Exercise requirements:
Start at the line holding "Would you mind indicating the heron's". Write out that line and each one after it to the end of the data, unchanged.
=======
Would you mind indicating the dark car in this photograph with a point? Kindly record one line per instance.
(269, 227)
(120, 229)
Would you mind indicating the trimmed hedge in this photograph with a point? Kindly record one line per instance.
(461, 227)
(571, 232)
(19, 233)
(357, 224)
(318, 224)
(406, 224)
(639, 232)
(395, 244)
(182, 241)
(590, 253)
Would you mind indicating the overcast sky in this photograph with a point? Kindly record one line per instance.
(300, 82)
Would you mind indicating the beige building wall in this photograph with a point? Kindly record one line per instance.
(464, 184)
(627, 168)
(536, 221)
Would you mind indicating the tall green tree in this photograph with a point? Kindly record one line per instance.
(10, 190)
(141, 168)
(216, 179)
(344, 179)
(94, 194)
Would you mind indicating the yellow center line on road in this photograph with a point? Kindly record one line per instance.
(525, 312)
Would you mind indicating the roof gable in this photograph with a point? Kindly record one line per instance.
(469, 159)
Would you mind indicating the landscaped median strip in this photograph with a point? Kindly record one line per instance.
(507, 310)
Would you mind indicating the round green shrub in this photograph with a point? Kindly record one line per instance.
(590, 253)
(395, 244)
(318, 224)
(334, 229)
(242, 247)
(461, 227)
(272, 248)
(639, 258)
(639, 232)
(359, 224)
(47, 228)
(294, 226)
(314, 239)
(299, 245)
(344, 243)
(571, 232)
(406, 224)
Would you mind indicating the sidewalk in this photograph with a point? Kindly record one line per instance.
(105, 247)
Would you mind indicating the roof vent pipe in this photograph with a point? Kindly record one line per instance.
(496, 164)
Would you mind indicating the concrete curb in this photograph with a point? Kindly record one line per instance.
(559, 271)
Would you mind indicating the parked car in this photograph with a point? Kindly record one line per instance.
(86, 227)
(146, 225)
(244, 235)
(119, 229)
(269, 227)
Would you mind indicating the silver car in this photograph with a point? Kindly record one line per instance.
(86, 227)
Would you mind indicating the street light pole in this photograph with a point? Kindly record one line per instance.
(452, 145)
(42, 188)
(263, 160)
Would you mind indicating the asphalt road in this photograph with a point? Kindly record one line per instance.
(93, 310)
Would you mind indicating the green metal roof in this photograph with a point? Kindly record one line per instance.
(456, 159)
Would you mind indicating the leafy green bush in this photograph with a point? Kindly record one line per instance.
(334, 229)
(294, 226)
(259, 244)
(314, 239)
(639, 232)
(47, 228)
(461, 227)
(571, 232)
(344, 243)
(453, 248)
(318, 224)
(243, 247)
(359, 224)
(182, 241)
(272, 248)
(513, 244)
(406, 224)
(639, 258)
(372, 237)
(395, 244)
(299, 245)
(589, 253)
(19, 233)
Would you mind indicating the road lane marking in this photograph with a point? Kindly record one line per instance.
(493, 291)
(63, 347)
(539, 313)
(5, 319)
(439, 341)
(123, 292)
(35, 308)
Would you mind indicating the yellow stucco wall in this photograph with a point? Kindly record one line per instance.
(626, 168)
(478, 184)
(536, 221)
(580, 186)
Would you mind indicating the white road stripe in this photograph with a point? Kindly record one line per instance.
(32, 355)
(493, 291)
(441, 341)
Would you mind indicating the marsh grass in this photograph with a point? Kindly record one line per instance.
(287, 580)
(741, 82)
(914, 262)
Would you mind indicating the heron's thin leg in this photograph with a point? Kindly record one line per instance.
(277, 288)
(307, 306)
=======
Written response:
Would you mind indicating the heron's thin leg in this photograph with a point? Kindly record one line per instance.
(277, 288)
(307, 306)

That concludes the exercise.